## WORK INSTRUCTIONS
a: In the telescope review, where was the writer's first 4.5 inch Newtonian bought?
b: Carry on the telescope review from the point where its text ends.
** START TEXT BLOCK **
TMB 100/800 vs Celestron C8 Review
I wrote the original version of
this article for another website almost a decade ago now, but I think it’s
worth updating it and posting it here as the results are interesting and as
valid now as they were then.
The idea of
comparing the iconic telescope from two generations – the 8 inch SCT and the 4
inch APO – has a special appeal for me. I’ll start this review by explaining
why. I want to take a little time over this, so make yourself a coffee, stick
another log on the fire (it’s snowing again here), put your feet up and read on
…
Thirty years
ago the Schmidt-Cassegrain was definitely the
‘fashionable’ telescope to own. I had previously owned a 4.5 inch Newtonian –
my first proper ‘scope, bought from the Christmas window display of a local
camera shop. That little white Tasco, with its
crinkle-black yoke mount, had done a superb job of getting me into astronomy.
With it I’d sketched Jupiter’s cloud belts and Saturn’s rings, photographed the
Moon’s craters and seen the polar caps on Mars. The scope was a wonderful
all-rounder, so with it I’d seen The Ring Nebula, Andromeda, Orion and many
other easy deep-sky objects too. I was out after school every clear night. Then
I got aperture fever and the hobby began to spoil: first a horrible 3 inch
refractor on a spindly GEM; then a superb-but-massive 8 inch Newt’ which had to
be taken to the garden in small pieces and which I almost never found the time
to use. Meanwhile, the Sky and Telescope magazines which dropped into my mailbox
straight from The States each month were filled with short orange tubes on
purposeful, rather space-age looking fork mounts. Like thousands of others at
that time, I decided a C8 was the telescope I’d been looking for.
The trouble
was, the C8 never really filled the hole left by that
4.5 inch starter-scope. It was more portable than the huge Newtonian, but still
had to be carried into an obstacle-filled suburban garden in big expensive
lumps. It still took time to set up and even more time to cool down. Once up
and running, the views were definitely inferior to the massive Newt (that scope
had been superbly engineered by Rob Miller of Astro
Systems and despite its unwieldiness I still regret selling it). I never used
it much and for most of the past 2 decades it’s sat in its trunk – perhaps not
a bad thing for this article, because on Astromart
you’d still describe it as ‘LNIB’.
** END TEXT BLOCK **
** START RAW DATA **
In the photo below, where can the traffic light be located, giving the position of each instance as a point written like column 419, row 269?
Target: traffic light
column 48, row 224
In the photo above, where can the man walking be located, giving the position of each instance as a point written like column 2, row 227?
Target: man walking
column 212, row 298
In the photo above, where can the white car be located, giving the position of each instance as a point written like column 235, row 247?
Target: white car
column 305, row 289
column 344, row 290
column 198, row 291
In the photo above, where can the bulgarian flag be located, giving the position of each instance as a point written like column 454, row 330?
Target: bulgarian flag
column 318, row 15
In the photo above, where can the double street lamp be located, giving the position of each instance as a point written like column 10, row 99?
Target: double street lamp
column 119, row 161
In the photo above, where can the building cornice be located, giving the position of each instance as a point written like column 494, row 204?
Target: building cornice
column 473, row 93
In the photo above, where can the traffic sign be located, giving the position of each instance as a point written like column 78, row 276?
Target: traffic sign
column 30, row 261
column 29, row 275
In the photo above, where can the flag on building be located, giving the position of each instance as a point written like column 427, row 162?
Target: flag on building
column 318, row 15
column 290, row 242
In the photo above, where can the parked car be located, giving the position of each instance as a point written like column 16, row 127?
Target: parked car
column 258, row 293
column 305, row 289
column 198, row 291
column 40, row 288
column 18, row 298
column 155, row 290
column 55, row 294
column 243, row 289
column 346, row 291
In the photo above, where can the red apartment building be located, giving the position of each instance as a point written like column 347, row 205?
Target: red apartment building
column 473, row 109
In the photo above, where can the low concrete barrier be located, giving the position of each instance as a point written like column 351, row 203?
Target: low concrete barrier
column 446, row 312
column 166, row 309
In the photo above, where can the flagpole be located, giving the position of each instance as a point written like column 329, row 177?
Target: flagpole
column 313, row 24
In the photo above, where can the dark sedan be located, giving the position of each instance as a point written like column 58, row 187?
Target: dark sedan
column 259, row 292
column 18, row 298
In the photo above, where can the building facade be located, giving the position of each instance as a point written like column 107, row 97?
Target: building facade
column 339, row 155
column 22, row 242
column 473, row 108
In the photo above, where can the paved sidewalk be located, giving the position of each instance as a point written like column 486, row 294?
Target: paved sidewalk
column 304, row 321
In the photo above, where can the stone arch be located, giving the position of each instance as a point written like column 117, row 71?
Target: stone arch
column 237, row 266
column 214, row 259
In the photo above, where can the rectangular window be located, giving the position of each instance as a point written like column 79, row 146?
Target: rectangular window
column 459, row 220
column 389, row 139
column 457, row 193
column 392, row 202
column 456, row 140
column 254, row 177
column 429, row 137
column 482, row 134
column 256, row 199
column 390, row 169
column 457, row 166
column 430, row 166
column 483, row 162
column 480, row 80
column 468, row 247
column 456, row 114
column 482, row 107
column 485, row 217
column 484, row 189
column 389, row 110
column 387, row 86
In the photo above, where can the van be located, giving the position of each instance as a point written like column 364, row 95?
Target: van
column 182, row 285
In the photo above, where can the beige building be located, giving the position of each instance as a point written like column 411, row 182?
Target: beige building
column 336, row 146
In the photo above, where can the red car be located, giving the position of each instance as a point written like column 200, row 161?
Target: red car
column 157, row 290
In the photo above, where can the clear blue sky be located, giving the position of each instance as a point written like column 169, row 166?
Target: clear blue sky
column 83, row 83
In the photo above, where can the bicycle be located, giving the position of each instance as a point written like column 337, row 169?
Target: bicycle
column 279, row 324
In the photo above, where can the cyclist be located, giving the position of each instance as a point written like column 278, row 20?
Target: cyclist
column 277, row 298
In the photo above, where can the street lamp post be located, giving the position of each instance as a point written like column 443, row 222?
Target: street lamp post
** END RAW DATA **
## TASK ANSWERS
a: From the Christmas window display of a local camera shop.

b:
When my
interest in astronomy re-kindled (it had never completely gone out in the first
place), I decided the most important thing for me, with a busy life living in
the cloudy UK, was portability and ease of use. I wanted a telescope I could
deploy at a moment’s notice, much like that 4.5 inch Newtonian. In the Noughties, the fashionable telescope to own was the
apochromatic refractor (or APO) and that’s what I decided to buy.
After much
angst, I decided on the TMB 100/800 for the following reasons:
It’s a
choice I’ve been extremely pleased with and I’m happy to report I’m out
observing on every clear night, just as I used to thirty years back. So you can
imagine my interest in the idea of comparing the old with the new. Is the APO
really ‘better’ than the SCT or was the problem really just my laziness? Let’s
find out.
First, some history
Skip this
section if you’re familiar with APOs and SCTs.
In the
Sixties and early Seventies there was nowhere near the vast array of amateur astro’ equipment there is now. Small telescopes were
refractors, often of 60mm aperture. Bigger refractors were rare, expensive and
almost always achromats. If you wanted a bigger scope
it was likely to be a Newtonian reflector.
Now there’s
nothing wrong with Newtonians, but a long focus one above six inches is a big
and cumbersome thing that needs a big and cumbersome mount (equatorially, at
least). So imagine what happened when Celestron,
followed by Meade and others, popularised a design of telescope – the Schmidt Cassegrain Telescope (SCT) - which shrank an 8 inch into an
eighteen-inch long tube. People bought them by the truck-load.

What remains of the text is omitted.